**WHAT TO DO**
Gather every line in the entries below that contains the word "wave", and copy each one out.

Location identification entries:
• • • • • • •

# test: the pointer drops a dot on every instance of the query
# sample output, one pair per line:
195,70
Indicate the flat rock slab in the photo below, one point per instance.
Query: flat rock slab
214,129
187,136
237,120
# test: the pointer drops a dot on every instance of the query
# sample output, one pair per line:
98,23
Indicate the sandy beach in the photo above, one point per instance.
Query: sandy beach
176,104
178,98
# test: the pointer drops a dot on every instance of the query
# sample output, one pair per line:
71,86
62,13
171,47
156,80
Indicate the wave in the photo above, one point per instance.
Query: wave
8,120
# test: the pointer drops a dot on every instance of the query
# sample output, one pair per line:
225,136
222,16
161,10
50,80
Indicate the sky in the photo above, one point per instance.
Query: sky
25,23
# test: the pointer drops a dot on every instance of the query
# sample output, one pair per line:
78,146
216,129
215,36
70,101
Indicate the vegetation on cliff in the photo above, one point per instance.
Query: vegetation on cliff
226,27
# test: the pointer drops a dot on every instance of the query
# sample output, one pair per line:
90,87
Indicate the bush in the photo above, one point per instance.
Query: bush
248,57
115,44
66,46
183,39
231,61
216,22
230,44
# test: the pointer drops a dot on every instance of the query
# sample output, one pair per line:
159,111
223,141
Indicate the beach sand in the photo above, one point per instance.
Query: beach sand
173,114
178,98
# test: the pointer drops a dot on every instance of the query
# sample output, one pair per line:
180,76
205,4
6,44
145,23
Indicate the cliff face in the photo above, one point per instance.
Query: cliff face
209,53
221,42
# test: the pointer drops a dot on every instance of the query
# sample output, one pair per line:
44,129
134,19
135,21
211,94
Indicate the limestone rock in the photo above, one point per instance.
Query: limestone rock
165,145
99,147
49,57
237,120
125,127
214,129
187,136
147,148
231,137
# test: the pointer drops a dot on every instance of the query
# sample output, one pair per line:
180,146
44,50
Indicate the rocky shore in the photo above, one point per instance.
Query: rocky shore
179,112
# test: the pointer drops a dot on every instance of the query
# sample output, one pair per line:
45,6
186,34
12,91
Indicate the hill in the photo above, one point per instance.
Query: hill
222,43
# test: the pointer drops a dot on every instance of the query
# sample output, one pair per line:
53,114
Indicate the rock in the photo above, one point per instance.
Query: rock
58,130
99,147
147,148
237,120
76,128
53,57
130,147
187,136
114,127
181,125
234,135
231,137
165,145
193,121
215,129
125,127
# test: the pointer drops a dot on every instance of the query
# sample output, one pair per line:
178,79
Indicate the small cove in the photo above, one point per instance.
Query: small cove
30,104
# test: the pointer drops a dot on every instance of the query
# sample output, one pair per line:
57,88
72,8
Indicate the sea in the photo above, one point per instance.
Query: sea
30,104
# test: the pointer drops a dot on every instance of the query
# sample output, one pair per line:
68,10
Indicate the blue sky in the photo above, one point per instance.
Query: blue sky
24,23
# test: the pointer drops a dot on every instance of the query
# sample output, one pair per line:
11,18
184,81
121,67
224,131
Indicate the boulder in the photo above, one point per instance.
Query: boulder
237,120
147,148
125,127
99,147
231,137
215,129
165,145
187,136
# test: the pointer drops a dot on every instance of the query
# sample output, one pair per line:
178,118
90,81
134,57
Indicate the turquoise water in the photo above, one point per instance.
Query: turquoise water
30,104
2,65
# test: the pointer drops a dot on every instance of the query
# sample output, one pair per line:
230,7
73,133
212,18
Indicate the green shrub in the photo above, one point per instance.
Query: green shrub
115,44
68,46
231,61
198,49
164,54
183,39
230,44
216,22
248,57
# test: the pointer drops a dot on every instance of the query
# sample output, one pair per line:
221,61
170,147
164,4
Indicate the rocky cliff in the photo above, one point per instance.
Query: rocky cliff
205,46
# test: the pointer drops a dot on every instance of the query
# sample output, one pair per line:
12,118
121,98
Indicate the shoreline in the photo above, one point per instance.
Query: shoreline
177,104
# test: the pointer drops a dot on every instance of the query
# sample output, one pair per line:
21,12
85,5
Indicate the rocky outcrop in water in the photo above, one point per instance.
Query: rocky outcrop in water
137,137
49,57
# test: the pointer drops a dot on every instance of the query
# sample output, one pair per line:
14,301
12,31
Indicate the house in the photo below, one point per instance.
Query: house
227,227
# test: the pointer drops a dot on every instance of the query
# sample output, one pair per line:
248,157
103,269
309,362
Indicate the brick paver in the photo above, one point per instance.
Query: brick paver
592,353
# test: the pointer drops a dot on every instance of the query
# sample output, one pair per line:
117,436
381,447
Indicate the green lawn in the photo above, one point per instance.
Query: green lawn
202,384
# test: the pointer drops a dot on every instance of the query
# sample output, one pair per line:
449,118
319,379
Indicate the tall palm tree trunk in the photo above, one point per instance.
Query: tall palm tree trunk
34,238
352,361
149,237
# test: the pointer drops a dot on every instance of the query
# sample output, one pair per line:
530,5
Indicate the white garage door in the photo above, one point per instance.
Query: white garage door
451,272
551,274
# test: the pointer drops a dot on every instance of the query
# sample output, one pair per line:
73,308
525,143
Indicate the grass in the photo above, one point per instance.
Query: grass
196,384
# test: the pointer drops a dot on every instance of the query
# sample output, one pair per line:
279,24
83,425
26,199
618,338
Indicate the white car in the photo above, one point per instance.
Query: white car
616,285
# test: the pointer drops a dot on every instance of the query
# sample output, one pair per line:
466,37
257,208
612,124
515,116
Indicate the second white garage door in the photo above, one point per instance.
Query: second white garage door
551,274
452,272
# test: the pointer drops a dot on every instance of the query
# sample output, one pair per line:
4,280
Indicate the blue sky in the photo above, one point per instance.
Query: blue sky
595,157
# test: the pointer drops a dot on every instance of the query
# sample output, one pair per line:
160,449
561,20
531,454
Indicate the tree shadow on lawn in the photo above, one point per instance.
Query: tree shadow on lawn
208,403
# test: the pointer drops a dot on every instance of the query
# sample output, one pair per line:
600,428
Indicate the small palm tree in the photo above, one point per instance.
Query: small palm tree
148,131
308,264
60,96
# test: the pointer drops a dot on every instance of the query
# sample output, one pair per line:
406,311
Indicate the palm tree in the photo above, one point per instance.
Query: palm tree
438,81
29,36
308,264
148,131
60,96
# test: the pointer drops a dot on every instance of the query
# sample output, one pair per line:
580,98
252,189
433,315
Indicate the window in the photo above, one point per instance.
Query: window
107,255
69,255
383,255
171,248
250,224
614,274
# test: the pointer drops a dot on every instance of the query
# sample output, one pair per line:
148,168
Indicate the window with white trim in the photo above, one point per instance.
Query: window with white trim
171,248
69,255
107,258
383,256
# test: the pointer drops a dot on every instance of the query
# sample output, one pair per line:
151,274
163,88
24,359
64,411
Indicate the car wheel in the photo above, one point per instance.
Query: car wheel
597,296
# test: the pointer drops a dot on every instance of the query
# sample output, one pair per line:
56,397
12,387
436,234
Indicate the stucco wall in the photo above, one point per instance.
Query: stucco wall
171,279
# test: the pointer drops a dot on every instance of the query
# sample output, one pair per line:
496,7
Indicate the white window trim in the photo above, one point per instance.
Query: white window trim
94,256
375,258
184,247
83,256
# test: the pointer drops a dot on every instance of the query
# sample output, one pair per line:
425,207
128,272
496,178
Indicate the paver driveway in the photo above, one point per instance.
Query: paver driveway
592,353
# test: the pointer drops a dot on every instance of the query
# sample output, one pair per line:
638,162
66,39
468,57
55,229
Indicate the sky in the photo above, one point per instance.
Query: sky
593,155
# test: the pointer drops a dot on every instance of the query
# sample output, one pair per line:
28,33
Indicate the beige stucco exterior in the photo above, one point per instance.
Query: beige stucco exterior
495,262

• • • • • • •

**WRITTEN RESPONSE**
Indicate the wave in the photo above, one point per instance.
Query: wave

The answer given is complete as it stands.